- **YOUR INSTRUCTIONS**
Copy out each of the following lines word for word, without changing anything.

☆ ☆ ☆

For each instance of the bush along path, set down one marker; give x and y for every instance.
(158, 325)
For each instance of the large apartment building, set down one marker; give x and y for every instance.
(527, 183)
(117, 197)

☆ ☆ ☆

- **REPLY TO THE TASK**
For each instance of the bush along path, set down one marker; give x and y for every instance.
(158, 325)
For each instance of the large apartment building, set down one marker; give x and y for every instance.
(527, 183)
(117, 197)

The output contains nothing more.